→ Dataset entries:
/---
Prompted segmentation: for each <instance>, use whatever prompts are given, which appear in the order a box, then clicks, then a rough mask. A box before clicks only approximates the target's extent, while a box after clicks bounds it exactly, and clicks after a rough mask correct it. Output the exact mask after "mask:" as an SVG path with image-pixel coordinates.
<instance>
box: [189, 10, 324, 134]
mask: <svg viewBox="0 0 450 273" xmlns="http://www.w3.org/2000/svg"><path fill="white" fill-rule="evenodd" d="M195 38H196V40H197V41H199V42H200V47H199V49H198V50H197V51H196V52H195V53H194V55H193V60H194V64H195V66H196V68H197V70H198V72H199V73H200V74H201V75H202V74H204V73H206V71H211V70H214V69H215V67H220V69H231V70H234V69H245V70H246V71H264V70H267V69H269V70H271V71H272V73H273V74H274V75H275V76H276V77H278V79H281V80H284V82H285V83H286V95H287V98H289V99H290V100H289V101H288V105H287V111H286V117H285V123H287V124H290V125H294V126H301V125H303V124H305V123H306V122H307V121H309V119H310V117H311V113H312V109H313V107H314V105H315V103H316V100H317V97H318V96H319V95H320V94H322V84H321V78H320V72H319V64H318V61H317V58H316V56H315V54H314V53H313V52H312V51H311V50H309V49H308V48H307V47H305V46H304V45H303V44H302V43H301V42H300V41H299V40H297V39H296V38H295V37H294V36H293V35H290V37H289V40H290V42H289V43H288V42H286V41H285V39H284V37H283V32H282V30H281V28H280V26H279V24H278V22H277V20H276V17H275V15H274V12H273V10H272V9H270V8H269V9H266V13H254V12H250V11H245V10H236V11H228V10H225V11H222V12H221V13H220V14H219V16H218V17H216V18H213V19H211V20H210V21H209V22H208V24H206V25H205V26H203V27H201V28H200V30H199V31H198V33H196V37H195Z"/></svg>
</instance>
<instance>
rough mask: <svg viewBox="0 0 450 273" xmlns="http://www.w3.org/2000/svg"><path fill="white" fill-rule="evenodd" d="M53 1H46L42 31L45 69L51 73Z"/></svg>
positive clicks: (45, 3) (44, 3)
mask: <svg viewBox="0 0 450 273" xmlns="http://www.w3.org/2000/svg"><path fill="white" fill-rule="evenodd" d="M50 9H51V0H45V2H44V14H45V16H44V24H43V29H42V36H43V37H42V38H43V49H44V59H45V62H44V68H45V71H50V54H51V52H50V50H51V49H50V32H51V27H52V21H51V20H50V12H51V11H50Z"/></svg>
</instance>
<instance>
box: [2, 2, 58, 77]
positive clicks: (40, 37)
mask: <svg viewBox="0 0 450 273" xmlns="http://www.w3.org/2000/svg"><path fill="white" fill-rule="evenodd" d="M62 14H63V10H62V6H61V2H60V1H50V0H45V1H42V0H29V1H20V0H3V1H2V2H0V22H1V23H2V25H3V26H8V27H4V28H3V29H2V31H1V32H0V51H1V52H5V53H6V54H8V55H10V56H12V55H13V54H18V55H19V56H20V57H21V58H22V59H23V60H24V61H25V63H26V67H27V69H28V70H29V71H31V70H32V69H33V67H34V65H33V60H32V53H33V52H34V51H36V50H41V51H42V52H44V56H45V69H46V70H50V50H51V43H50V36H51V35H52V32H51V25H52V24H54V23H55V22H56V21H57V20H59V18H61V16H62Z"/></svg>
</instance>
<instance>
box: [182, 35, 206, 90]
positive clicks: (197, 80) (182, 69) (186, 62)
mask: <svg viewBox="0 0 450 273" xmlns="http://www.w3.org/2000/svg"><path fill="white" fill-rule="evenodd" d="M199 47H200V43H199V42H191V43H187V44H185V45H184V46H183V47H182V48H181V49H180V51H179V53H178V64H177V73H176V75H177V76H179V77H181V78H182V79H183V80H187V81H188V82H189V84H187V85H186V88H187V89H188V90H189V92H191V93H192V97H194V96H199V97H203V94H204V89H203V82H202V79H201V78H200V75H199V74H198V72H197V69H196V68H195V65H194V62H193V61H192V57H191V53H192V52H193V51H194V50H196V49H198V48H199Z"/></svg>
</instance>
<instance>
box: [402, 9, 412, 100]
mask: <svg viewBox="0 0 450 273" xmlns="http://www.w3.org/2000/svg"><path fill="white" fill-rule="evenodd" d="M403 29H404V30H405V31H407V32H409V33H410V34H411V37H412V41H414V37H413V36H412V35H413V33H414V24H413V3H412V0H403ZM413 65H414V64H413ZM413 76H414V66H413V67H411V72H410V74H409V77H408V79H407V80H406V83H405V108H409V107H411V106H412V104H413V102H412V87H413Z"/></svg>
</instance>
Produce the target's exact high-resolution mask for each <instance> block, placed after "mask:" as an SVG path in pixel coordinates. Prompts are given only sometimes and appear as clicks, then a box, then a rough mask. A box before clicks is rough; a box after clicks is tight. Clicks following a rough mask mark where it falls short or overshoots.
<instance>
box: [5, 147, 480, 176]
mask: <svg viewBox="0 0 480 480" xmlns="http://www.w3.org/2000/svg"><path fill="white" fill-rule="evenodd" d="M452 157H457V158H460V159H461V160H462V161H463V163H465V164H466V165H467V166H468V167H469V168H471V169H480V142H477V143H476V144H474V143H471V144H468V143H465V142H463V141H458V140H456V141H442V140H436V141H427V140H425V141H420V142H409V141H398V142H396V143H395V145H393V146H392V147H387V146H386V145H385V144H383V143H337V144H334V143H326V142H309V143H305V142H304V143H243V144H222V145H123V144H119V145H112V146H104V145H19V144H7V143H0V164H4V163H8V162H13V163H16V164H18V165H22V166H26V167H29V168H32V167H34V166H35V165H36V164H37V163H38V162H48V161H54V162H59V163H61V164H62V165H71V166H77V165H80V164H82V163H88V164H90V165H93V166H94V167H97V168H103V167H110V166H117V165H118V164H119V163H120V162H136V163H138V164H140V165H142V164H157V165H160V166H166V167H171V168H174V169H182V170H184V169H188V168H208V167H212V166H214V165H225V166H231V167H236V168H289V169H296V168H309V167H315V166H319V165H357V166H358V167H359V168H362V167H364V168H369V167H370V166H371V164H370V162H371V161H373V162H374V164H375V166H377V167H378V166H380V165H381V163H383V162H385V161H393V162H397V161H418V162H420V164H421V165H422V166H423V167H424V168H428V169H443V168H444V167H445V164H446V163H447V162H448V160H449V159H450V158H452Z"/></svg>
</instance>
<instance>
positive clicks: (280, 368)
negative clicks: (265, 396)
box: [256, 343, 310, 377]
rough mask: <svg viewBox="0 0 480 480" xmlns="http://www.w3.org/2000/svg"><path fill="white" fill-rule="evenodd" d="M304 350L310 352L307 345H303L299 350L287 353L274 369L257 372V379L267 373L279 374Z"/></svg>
\---
→ EXERCISE INSTRUCTIONS: Please return every line of the material above word for word, changing and omitting nothing.

→ TASK RESPONSE:
Prompted segmentation: for each <instance>, use whatever prompts are given, which appear in the order a box, then clicks, then a rough mask. A box before clicks only approximates the target's extent, while a box after clicks bounds it exactly, and clicks after a rough mask correct it. Output the exact mask after "mask:" as an SVG path with image-pixel coordinates.
<instance>
box: [189, 10, 324, 134]
mask: <svg viewBox="0 0 450 273" xmlns="http://www.w3.org/2000/svg"><path fill="white" fill-rule="evenodd" d="M195 38H196V40H197V41H199V42H200V47H199V49H198V50H197V51H196V52H195V53H194V55H193V60H194V64H195V66H196V68H197V70H198V72H199V73H200V74H201V75H202V74H204V73H206V71H211V70H214V69H215V67H220V69H231V70H234V69H245V70H246V71H264V70H267V69H269V70H271V71H272V73H273V74H274V75H275V76H276V77H278V79H281V80H284V82H285V83H286V95H287V98H289V99H290V100H289V101H288V105H287V111H286V117H285V123H287V124H290V125H294V126H301V125H303V124H305V123H306V122H307V121H309V119H310V117H311V113H312V109H313V107H314V105H315V103H316V100H317V97H318V96H319V95H320V94H322V84H321V78H320V72H319V64H318V61H317V58H316V56H315V54H314V53H313V52H312V51H311V50H309V49H308V48H307V47H305V46H304V45H303V44H302V43H301V42H300V41H299V40H297V39H296V38H295V37H294V36H293V35H290V37H289V40H290V42H289V43H288V42H286V41H285V39H284V37H283V32H282V30H281V28H280V26H279V24H278V22H277V20H276V17H275V15H274V12H273V10H272V9H270V8H269V9H266V13H254V12H250V11H245V10H236V11H228V10H225V11H222V12H221V13H220V14H219V16H218V17H216V18H213V19H211V20H210V21H209V22H208V24H206V25H205V26H203V27H201V28H200V30H199V31H198V33H196V37H195Z"/></svg>
</instance>
<instance>
rough mask: <svg viewBox="0 0 450 273" xmlns="http://www.w3.org/2000/svg"><path fill="white" fill-rule="evenodd" d="M53 1H46L42 31L45 69L51 73Z"/></svg>
positive clicks: (45, 3) (44, 3)
mask: <svg viewBox="0 0 450 273" xmlns="http://www.w3.org/2000/svg"><path fill="white" fill-rule="evenodd" d="M50 9H51V0H45V2H44V14H45V16H44V24H43V29H42V36H43V37H42V38H43V49H44V59H45V62H44V68H45V71H50V54H51V52H50V50H51V49H50V32H51V27H52V21H51V20H50V12H51V11H50Z"/></svg>
</instance>
<instance>
box: [2, 2, 58, 77]
positive clicks: (40, 37)
mask: <svg viewBox="0 0 450 273" xmlns="http://www.w3.org/2000/svg"><path fill="white" fill-rule="evenodd" d="M62 14H63V10H62V6H61V2H60V1H50V0H45V1H42V0H29V1H20V0H3V1H2V2H0V22H1V23H2V25H3V26H8V27H4V28H3V29H2V31H1V32H0V51H1V52H5V53H6V54H8V55H10V56H12V55H13V54H18V55H19V56H20V57H21V58H22V59H23V60H24V61H25V63H26V67H27V69H28V70H29V71H31V70H32V69H33V67H34V65H33V60H32V53H33V52H34V51H36V50H41V51H42V52H44V56H45V69H46V70H50V50H51V43H50V36H51V35H52V32H51V25H52V24H54V23H55V22H56V21H57V20H59V18H61V16H62Z"/></svg>
</instance>
<instance>
box: [182, 35, 206, 90]
positive clicks: (197, 80) (182, 69) (186, 62)
mask: <svg viewBox="0 0 450 273" xmlns="http://www.w3.org/2000/svg"><path fill="white" fill-rule="evenodd" d="M199 47H200V43H199V42H191V43H187V44H185V45H184V46H183V47H182V48H181V49H180V51H179V53H178V64H177V73H176V75H177V76H179V77H181V78H182V79H183V80H187V81H188V82H189V84H187V85H186V88H187V89H188V90H189V92H191V93H192V97H194V96H199V97H203V94H204V89H203V82H202V79H201V78H200V75H199V74H198V72H197V69H196V68H195V65H194V62H193V61H192V57H191V53H192V52H193V51H194V50H196V49H198V48H199Z"/></svg>
</instance>
<instance>
box: [402, 9, 412, 100]
mask: <svg viewBox="0 0 450 273" xmlns="http://www.w3.org/2000/svg"><path fill="white" fill-rule="evenodd" d="M403 29H404V30H405V31H407V32H409V33H410V34H411V37H412V41H414V37H413V36H412V35H413V33H414V24H413V3H412V0H403ZM413 65H414V64H413ZM413 76H414V66H413V67H411V72H410V74H409V77H408V79H407V80H406V83H405V108H409V107H411V106H412V104H413V102H412V87H413Z"/></svg>
</instance>
Produce the target's exact high-resolution mask for each <instance> block, placed after "mask:" as an SVG path in pixel coordinates. Prompts are given only sometimes and appear as clicks, then a box, then a rough mask. A box before clicks is rough; a box after clicks is tight. Clicks following a rough mask mark where it falls short or overshoots.
<instance>
box: [5, 147, 480, 176]
mask: <svg viewBox="0 0 480 480" xmlns="http://www.w3.org/2000/svg"><path fill="white" fill-rule="evenodd" d="M452 157H457V158H460V159H461V160H462V161H463V163H465V164H466V165H467V166H468V167H469V168H471V169H480V142H477V143H476V144H474V143H471V144H468V143H465V142H463V141H458V140H456V141H442V140H436V141H427V140H425V141H420V142H409V141H398V142H396V143H395V145H393V146H392V147H387V146H386V145H385V144H383V143H337V144H334V143H326V142H309V143H305V142H304V143H243V144H222V145H123V144H119V145H112V146H104V145H19V144H7V143H0V164H4V163H8V162H13V163H16V164H18V165H22V166H26V167H29V168H32V167H34V166H35V165H36V164H37V163H38V162H48V161H54V162H59V163H61V164H62V165H71V166H77V165H80V164H82V163H88V164H90V165H93V166H94V167H97V168H103V167H110V166H117V165H118V164H119V163H120V162H136V163H138V164H140V165H142V164H157V165H160V166H166V167H171V168H174V169H182V170H184V169H188V168H208V167H212V166H214V165H225V166H231V167H236V168H289V169H296V168H309V167H315V166H319V165H357V166H358V167H359V168H362V167H364V168H369V167H370V166H371V164H370V162H371V161H373V162H374V164H375V166H377V167H378V166H380V165H381V163H383V162H385V161H393V162H397V161H418V162H420V164H421V165H422V166H423V167H424V168H428V169H443V168H444V167H445V164H446V163H447V162H448V160H449V159H450V158H452Z"/></svg>
</instance>
<instance>
positive clicks: (280, 368)
negative clicks: (265, 396)
box: [256, 343, 310, 377]
rough mask: <svg viewBox="0 0 480 480" xmlns="http://www.w3.org/2000/svg"><path fill="white" fill-rule="evenodd" d="M304 350L310 352L307 345H303L299 350L287 353L274 369L257 372V379L267 373L279 374Z"/></svg>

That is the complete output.